Start of Page

2021-pipelines/notes.txt

   1 Disk Image Pipelines
   2 February 15th 2021
   3 ======================================================================
   4
   5 Introduction
   6 ----------------------------------------------------------------------
   7
   8 Virt-v2v is a project for "lifting and shifting" workloads from
   9 proprietary VMware systems to open source management platforms like
  10 RHV/oVirt, Open Stack and CNV/KubeVirt.  To do this we have to copy
  11 vast amounts of data quickly, modifying it in flight.
  12
  13 Nearly everything we have to copy is a virtual machine disk image of
  14 some kind, and there are particular techniques you can use to copy
  15 these very efficiently:
  16
  17  - without copying zeroes or deleted data
  18
  19  - without making temporary copies
  20
  21  - modifying the contents in flight
  22
  23  - without touching the originals
  24
  25 To those working in the virtualization space, all the techniques I'm
  26 going to describe will be quite well-known and obvious.  But I see
  27 other projects making the same mistakes over and over.
  28
  29
  30 Simple copying
  31 ----------------------------------------------------------------------
  32
  33 Let's start with something trivial: Let's boot a virtual machine from
  34 a local disk image.  Normally I'd say use libvirt, but for this demo
  35 I'm going to get very simple and run qemu directly.
  36
  37 DIAGRAM:
  38
  39   local file -> qemu
  40
  41   qemu-system-x86_64 -machine accel=kvm:tcg -cpu host
  42                      -m 2048 -display none \
  43                      -drive file=fedora-33.img,format=raw,if=virtio \
  44                      -serial stdio
  45
  46
  47 DIAGRAM:
  48
  49          ssh
  50   file -------> qemu
  51
  52 A lesser-known fact about qemu is that it contains an SSH client so
  53 you can boot from a remote file over SSH:
  54
  55 COMMAND:
  56
  57   qemu-system-x86_64 -machine accel=kvm:tcg -cpu host
  58                      -m 2048 -display none \
  59                      -drive file=ssh://kool/mnt/scratch/pipes/fedora-33.img,format=raw,if=virtio \
  60                      -serial stdio
  61
  62
  63 Snapshots
  64 ----------------------------------------------------------------------
  65
  66 DIAGRAM:
  67
  68          ssh
  69   file -------> snapshot ------> qemu
  70
  71 The command I just showed you opened the remote file for writes.  If
  72 we want to prevent modifications to the remote file, we can place a
  73 snapshot into the path.  A snapshot in this case is a qcow2 file with
  74 the backing file set to the SSH URL.  Any modifications we make are
  75 saved into the snapshot.  The original disk is untouched.

End of Page

**Exercise set**
**1.** Answer these from the disk image notes:
(a) Which management platforms does virt-v2v move workloads to?
(b) What does qemu contain that lets it boot from a remote file?
(c) What is the snapshot, in the case the notes describe?
**2.** In the disk image notes, why is a snapshot placed into the path between the remote file and qemu?
**3.** Write out the part of the disk image notes that begins at the words "2021-pipelines/notes.txt" and stops after "ifying it in flight.".

Start of Entries

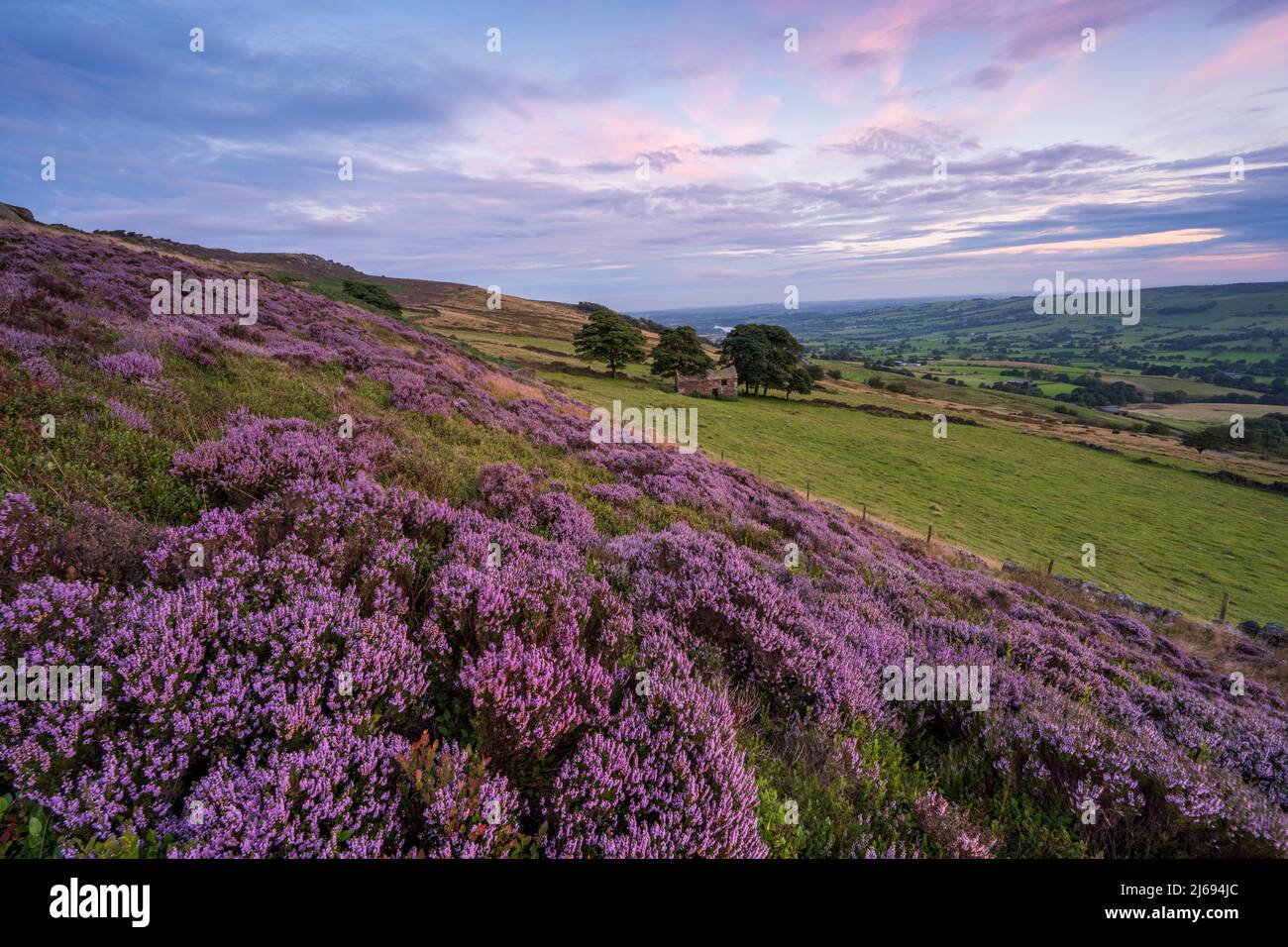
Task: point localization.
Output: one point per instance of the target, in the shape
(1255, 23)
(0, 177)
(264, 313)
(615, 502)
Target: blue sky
(767, 167)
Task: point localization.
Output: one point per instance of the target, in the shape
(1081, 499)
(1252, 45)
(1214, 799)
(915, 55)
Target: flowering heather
(257, 455)
(321, 663)
(132, 418)
(132, 367)
(40, 371)
(618, 493)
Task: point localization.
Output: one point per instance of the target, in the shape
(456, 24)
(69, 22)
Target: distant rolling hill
(437, 303)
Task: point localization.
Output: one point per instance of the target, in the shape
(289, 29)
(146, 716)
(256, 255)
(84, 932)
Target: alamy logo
(206, 298)
(653, 425)
(102, 900)
(1087, 298)
(936, 684)
(53, 684)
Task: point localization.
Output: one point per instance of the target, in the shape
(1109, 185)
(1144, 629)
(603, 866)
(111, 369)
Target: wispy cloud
(765, 166)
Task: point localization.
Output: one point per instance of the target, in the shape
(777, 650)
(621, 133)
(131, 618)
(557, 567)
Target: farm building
(717, 382)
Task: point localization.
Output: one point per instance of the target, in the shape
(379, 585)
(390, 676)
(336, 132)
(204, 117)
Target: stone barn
(717, 382)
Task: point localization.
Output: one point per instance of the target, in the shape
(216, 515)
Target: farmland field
(1163, 535)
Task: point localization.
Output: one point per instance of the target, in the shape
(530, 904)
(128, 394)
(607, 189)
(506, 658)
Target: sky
(664, 155)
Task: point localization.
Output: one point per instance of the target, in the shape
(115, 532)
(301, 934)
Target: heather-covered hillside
(356, 591)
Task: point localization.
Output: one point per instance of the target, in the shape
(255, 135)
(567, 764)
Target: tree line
(767, 357)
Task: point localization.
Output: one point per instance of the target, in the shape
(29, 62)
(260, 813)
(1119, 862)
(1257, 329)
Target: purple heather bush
(42, 371)
(132, 367)
(271, 661)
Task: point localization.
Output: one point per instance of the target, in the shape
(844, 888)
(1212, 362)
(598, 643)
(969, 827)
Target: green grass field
(1163, 535)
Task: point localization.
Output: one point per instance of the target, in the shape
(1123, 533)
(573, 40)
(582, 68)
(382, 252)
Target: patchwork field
(1162, 532)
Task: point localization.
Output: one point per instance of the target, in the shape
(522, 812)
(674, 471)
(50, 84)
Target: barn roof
(712, 375)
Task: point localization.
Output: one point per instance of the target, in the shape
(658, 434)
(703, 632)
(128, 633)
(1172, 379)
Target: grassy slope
(1162, 535)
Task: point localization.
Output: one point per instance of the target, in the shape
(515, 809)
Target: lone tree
(765, 357)
(610, 339)
(679, 351)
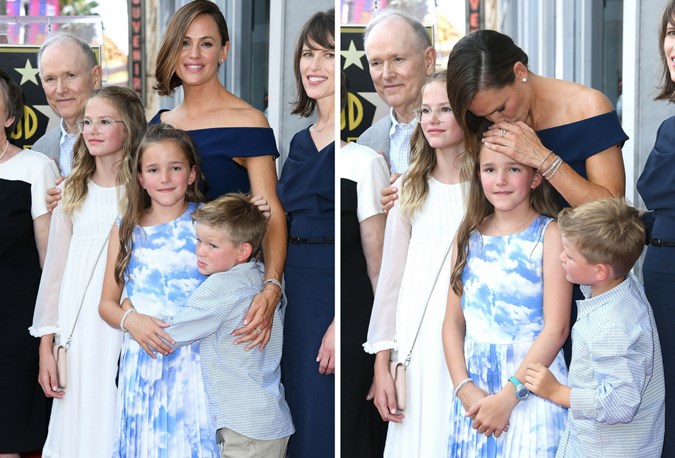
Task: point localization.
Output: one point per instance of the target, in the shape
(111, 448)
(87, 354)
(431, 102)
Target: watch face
(522, 393)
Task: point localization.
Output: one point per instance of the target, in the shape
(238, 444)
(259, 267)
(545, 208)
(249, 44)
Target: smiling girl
(419, 232)
(509, 305)
(162, 402)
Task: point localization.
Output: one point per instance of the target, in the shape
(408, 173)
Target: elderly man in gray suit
(400, 57)
(69, 73)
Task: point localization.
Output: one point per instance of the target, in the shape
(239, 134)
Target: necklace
(4, 150)
(513, 231)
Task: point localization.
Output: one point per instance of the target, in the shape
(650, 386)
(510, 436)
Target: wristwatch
(521, 392)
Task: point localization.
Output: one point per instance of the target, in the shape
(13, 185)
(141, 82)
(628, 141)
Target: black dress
(363, 174)
(24, 417)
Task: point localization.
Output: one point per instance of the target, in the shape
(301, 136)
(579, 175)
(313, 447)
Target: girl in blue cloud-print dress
(162, 405)
(508, 306)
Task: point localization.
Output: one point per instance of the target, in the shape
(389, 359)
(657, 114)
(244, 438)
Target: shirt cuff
(376, 347)
(43, 330)
(582, 403)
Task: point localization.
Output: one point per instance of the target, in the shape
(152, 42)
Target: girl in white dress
(420, 229)
(81, 423)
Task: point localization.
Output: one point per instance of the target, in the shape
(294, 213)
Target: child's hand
(383, 394)
(47, 377)
(491, 414)
(540, 381)
(326, 356)
(469, 395)
(389, 193)
(149, 333)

End of Entries

**Answers by task**
**1.**
(a) RHV/oVirt, Open Stack and CNV/KubeVirt.
(b) An SSH client.
(c) A qcow2 file with the backing file set to the SSH URL.

**2.** The earlier command opened the remote file for writes. With a snapshot in the path, any modifications are saved into the snapshot, so the original disk is untouched.

**3.**
2021-pipelines/notes.txt

   1 Disk Image Pipelines
   2 February 15th 2021
   3 ======================================================================
   4
   5 Introduction
   6 ----------------------------------------------------------------------
   7
   8 Virt-v2v is a project for "lifting and shifting" workloads from
   9 proprietary VMware systems to open source management platforms like
  10 RHV/oVirt, Open Stack and CNV/KubeVirt.  To do this we have to copy
  11 vast amounts of data quickly, modifying it in flight.